Written problem A:
Answer these questions about the forum thread:
(i) According to the first commenter, what does the code block lack?
(ii) Which example on the main backbone page already explains how to include views into views?
(iii) What does phzbOx say the page seems more like?
Written problem B:
Update the forum thread from "Backbone documentation is" to "to look at)" so that "beautifully" becomes "elegantly".

Document text:

****************************************

As an open source user, I appreciate that you have improved the tools. But as
a potential reader of your book, I want you to use whatever tools necessary to
get it to look good.

Even when compared against a non-professionally converted pro Git PDF, this
books does not fare that well.
[https://img.skitch.com/20111216-enxfwjcgkgsu2pcndkcaimd3q.jp...](https://img.skitch.com/20111216-enxfwjcgkgsu2pcndkcaimd3q.jpg)
The code block has no padding. In general the typography is not pleasant. If
you look at the git book, the italics do not stand out as much as in this
book.

Backbone documentation is presented beautifully. So when you are aiming to
compliment it, the bar is also a bit high :) (Granted it is HTML but I do
think a lot can be done to make this book more pleasant to look at)

------
phzbOx
I'm a bit scared and skeptical. The page looks extremely amateurish (Even in
the source code, div class="one", div class="two", class="three", wtf?!)

Also, nothing about Jashkenas. Did the authors thought about asking Jash what
he thought about it?

From the chapter excerpt, it shows how to include view into views.. which is
already clearly explained in the todo example from the main backbone page. I
mean, I've used backbone a few time, but don't consider myself an advanced or
expert with backbone.js, and I've learned nothing from these excerpt chapters.

It seems more like an amateurish marketing splash page looking to test
interested readers.

****************************************

Record list:
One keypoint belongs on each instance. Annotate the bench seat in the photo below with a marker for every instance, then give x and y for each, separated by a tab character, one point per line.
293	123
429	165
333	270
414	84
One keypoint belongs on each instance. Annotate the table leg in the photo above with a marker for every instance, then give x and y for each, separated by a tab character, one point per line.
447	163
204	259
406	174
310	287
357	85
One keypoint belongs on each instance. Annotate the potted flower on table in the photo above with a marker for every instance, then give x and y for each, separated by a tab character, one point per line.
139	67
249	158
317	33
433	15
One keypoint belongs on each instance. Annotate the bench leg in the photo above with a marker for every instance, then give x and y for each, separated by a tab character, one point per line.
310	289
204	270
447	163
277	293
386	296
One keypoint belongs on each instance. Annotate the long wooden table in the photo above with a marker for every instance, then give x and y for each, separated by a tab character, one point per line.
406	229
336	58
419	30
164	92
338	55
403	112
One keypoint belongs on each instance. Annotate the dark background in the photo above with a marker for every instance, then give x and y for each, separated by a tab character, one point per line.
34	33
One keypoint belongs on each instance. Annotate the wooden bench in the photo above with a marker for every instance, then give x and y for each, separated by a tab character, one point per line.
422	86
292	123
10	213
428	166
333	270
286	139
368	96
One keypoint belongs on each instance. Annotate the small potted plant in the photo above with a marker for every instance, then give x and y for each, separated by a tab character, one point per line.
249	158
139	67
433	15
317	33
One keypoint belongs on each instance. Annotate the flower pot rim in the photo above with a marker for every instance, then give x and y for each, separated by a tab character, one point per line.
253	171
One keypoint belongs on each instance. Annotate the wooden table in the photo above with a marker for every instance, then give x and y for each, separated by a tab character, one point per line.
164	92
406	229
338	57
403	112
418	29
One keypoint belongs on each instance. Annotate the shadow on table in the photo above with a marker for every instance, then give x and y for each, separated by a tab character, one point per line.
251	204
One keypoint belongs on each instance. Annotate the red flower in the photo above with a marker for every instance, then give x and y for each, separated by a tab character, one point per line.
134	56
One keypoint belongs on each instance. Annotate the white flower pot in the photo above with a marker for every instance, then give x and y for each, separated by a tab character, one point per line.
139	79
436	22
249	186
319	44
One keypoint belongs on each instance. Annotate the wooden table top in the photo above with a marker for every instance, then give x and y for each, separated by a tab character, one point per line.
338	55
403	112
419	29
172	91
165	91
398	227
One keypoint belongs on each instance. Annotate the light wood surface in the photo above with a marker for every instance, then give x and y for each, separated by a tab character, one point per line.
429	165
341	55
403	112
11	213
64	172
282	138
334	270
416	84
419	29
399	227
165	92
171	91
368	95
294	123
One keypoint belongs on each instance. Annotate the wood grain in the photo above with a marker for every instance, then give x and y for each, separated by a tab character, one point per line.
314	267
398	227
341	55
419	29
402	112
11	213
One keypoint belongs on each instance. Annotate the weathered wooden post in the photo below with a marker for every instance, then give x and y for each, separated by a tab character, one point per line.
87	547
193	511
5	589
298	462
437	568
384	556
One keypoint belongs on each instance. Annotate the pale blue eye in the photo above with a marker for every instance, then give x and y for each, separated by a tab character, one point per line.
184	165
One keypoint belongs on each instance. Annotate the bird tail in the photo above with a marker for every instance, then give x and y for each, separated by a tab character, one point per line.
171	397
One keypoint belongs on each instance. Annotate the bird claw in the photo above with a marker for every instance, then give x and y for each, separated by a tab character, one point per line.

****************************************

Exercise result A:
(i) Padding.
(ii) The todo example.
(iii) An amateurish marketing splash page looking to test interested readers.

Exercise result B:
Backbone documentation is presented elegantly. So when you are aiming to
compliment it, the bar is also a bit high :) (Granted it is HTML but I do
think a lot can be done to make this book more pleasant to look at)